Task objective: Your response should consist of the entries below, written out exactly.

(Data entries)
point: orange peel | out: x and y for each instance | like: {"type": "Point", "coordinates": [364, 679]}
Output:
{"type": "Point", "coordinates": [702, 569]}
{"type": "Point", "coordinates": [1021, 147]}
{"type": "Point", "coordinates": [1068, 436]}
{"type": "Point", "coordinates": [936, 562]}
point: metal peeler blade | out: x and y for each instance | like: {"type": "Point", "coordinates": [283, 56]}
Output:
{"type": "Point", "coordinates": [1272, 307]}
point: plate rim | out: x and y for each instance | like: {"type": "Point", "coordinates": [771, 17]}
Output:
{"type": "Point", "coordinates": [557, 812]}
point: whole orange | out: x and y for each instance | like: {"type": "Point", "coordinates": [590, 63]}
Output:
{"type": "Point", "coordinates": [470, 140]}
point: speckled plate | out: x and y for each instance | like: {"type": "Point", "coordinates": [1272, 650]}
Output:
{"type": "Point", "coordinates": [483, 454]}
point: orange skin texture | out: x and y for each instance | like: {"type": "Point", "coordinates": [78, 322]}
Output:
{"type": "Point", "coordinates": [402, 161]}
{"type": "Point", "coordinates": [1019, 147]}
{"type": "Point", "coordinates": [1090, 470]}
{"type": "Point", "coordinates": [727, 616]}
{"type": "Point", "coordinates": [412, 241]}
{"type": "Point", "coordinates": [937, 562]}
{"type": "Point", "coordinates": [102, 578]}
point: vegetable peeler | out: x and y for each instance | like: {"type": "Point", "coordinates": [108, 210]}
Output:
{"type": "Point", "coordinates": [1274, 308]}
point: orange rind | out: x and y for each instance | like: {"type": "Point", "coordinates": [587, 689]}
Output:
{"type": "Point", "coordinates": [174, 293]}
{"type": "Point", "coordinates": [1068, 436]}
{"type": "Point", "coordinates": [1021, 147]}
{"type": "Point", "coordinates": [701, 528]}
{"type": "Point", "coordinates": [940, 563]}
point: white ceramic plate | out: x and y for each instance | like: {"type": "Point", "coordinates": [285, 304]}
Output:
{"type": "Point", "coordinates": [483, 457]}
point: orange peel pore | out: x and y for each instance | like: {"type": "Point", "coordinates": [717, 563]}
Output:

Solution:
point: orange peel | out: x and y for each instance | like: {"type": "Point", "coordinates": [364, 679]}
Output:
{"type": "Point", "coordinates": [702, 569]}
{"type": "Point", "coordinates": [1021, 147]}
{"type": "Point", "coordinates": [1068, 436]}
{"type": "Point", "coordinates": [936, 562]}
point: metal peeler blade | out: x and y for each instance | like: {"type": "Point", "coordinates": [283, 56]}
Output:
{"type": "Point", "coordinates": [1272, 307]}
point: plate rim | out: x and y for each instance | like: {"type": "Point", "coordinates": [771, 17]}
Output:
{"type": "Point", "coordinates": [557, 812]}
point: whole orange | out: x and y for each instance | like: {"type": "Point", "coordinates": [590, 63]}
Output:
{"type": "Point", "coordinates": [470, 140]}
point: speckled plate | out: x and y for each instance | like: {"type": "Point", "coordinates": [1272, 650]}
Output:
{"type": "Point", "coordinates": [483, 454]}
point: orange skin texture | out: x and y for each instance | like: {"type": "Point", "coordinates": [78, 322]}
Output:
{"type": "Point", "coordinates": [402, 161]}
{"type": "Point", "coordinates": [1019, 147]}
{"type": "Point", "coordinates": [1090, 470]}
{"type": "Point", "coordinates": [727, 616]}
{"type": "Point", "coordinates": [412, 241]}
{"type": "Point", "coordinates": [937, 562]}
{"type": "Point", "coordinates": [102, 578]}
point: vegetable peeler | out: x and y for each instance | like: {"type": "Point", "coordinates": [108, 210]}
Output:
{"type": "Point", "coordinates": [1274, 308]}
point: orange rind | out: x and y for each instance | like: {"type": "Point", "coordinates": [587, 689]}
Output:
{"type": "Point", "coordinates": [174, 293]}
{"type": "Point", "coordinates": [1068, 436]}
{"type": "Point", "coordinates": [1021, 147]}
{"type": "Point", "coordinates": [701, 528]}
{"type": "Point", "coordinates": [940, 563]}
point: white ceramic plate | out: x and y for each instance | like: {"type": "Point", "coordinates": [285, 304]}
Output:
{"type": "Point", "coordinates": [483, 457]}
point: orange peel pore | out: x and y for each instance | like: {"type": "Point", "coordinates": [717, 563]}
Output:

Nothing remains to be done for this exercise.